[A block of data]
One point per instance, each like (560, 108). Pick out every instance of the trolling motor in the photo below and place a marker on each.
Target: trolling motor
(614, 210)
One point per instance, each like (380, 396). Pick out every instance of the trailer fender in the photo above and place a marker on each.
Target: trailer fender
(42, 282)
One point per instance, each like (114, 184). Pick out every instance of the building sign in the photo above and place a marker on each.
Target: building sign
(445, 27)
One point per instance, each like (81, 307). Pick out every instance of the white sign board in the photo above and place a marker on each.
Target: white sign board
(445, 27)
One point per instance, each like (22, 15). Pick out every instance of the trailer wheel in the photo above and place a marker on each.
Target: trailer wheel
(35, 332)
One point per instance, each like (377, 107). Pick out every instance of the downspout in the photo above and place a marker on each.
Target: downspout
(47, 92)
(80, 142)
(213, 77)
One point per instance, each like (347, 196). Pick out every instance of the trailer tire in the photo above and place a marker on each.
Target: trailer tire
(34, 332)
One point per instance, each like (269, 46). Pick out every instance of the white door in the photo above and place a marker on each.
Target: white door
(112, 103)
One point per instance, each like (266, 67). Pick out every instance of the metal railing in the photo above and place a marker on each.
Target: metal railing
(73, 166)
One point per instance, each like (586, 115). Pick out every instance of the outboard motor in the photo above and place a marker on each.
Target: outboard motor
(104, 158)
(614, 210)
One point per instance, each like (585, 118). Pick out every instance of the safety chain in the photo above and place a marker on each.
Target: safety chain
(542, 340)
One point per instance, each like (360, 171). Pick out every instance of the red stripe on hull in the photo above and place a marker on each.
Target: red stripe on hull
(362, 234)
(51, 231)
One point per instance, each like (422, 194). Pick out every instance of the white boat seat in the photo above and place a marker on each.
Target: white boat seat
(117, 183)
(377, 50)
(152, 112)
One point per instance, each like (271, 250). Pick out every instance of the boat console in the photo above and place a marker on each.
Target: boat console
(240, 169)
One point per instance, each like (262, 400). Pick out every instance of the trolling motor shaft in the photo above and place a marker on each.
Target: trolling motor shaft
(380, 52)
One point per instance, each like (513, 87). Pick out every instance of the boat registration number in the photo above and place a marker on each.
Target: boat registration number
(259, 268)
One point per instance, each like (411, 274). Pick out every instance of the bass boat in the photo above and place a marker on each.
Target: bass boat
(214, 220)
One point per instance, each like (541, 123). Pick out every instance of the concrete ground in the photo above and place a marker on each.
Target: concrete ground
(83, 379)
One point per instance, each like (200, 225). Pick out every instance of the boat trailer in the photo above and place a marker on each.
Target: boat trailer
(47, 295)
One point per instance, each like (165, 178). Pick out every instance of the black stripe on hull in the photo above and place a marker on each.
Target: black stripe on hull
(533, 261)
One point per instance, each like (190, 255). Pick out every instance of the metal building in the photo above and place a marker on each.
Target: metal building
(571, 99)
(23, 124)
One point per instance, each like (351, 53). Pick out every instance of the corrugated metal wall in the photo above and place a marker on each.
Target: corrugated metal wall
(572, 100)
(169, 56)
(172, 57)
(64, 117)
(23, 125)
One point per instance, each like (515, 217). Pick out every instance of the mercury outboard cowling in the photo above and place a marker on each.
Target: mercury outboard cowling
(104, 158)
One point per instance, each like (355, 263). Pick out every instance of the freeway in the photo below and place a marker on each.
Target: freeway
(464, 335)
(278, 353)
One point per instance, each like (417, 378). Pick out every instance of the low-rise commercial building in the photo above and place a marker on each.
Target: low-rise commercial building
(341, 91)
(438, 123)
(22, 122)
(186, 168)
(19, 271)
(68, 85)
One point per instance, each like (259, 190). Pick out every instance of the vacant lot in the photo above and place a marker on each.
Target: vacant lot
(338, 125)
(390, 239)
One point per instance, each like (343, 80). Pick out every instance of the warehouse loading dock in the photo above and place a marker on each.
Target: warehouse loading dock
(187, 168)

Task directions
Rewrite the records above as a numbered list, dropping any blank lines.

Worked answer
1. One point per instance, each like (560, 108). Pick out every instance of the trolling motor in the photo below and place a marker on each.
2. Target: trolling motor
3. (614, 210)
4. One point per instance, each like (380, 396). Pick out every instance of the trailer fender in the photo above and place a marker on each.
5. Target: trailer fender
6. (42, 282)
7. One point per instance, each like (114, 184). Pick out every instance of the building sign in the photo above and place a marker on each.
8. Target: building sign
9. (445, 27)
10. One point per instance, each like (81, 307). Pick out every instance of the white sign board in the photo above and place a marker on each.
11. Target: white sign board
12. (445, 27)
13. One point per instance, each like (22, 15). Pick out every instance of the trailer wheel in the photo above and place a marker on each.
14. Target: trailer wheel
15. (35, 332)
16. One point per instance, each like (377, 107). Pick out every instance of the downspout in the photo above and place a marker on each.
17. Target: downspout
18. (47, 92)
19. (80, 142)
20. (213, 77)
21. One point per instance, each like (347, 196). Pick out every instance of the trailer tire in the photo above and place a marker on each.
22. Target: trailer tire
23. (34, 332)
24. One point per instance, each like (269, 46). Pick out every instance of the white door in the photo above and place a marker on each.
25. Target: white door
26. (112, 103)
27. One point per instance, each like (266, 67). Pick out every instance of the metal railing in the photo above and place a marker on each.
28. Target: metal railing
29. (73, 166)
30. One point per instance, each like (586, 115). Pick out every instance of the outboard motor in the photo above and place a marker on each.
31. Target: outboard motor
32. (104, 158)
33. (614, 210)
34. One point per instance, each like (585, 118). Pick out every instance of the safety chain in the photo above and place a marker on each.
35. Target: safety chain
36. (542, 340)
37. One point per instance, each like (360, 171). Pick out every instance of the red stripe on hull in the photo above and place a marker on each.
38. Target: red stripe on hull
39. (362, 234)
40. (51, 231)
41. One point per instance, each like (422, 194). Pick out every instance of the white boat seat in the photo above and place a marker on each.
42. Target: white boat seat
43. (117, 183)
44. (377, 50)
45. (152, 112)
46. One point per instance, each like (271, 250). Pick out every instance of the boat console in the photo above and place a marker on each.
47. Target: boat console
48. (240, 169)
49. One point per instance, each like (262, 400). Pick out every instance of the trolling motor shaft in the photo above and place a marker on each.
50. Target: trolling motor shaft
51. (380, 52)
52. One point per instance, each like (513, 87). Pick out every instance of the boat registration number in the photo above and place a marker on each.
53. Target: boat registration number
54. (259, 268)
55. One point per instance, each like (411, 274). Pick out every instance of the bass boat in the photo above and place a marker on each.
56. Target: bass boat
57. (214, 220)
58. One point per instance, each like (541, 123). Pick out every instance of the concrete ground in the photo above and place a marker on each.
59. Target: concrete ground
60. (83, 379)
61. One point per instance, each like (200, 225). Pick out every instance of the boat trailer in the photo above and place a marker on each.
62. Target: boat trailer
63. (47, 295)
64. One point per instance, each like (165, 178). Pick out every instance of the black stripe on hull in the photo above and place a marker on each.
65. Target: black stripe on hull
66. (533, 261)
67. One point per instance, each like (190, 255). Pick out every instance of the metal building in the photo above and place a marker on each.
68. Target: metal building
69. (571, 99)
70. (23, 124)
71. One point per instance, each like (351, 53). Pick out every instance of the corrugated metal wall in the photo above and place a marker on each.
72. Target: corrugated metal wall
73. (572, 100)
74. (169, 56)
75. (172, 57)
76. (64, 117)
77. (23, 125)
78. One point per instance, each like (515, 217). Pick out every instance of the mercury outboard cowling in the photo above and place a marker on each.
79. Target: mercury outboard cowling
80. (104, 158)
81. One point per instance, each like (355, 263). Pick out every instance of the freeway in the photo below and place a marker on each.
82. Target: freeway
83. (464, 335)
84. (278, 353)
85. One point per instance, each like (417, 378). Pick out every instance of the low-rise commercial building in the photo above and place a marker on each.
86. Target: low-rise commercial building
87. (341, 91)
88. (438, 123)
89. (22, 122)
90. (186, 168)
91. (19, 271)
92. (68, 85)
93. One point per instance, each like (259, 190). Pick out every instance of the vacant lot in the photo above and place a marker on each.
94. Target: vacant lot
95. (338, 125)
96. (390, 239)
97. One point per instance, each like (343, 80). Pick out every instance of the warehouse loading dock in the photo above and place a marker on each.
98. Target: warehouse loading dock
99. (187, 168)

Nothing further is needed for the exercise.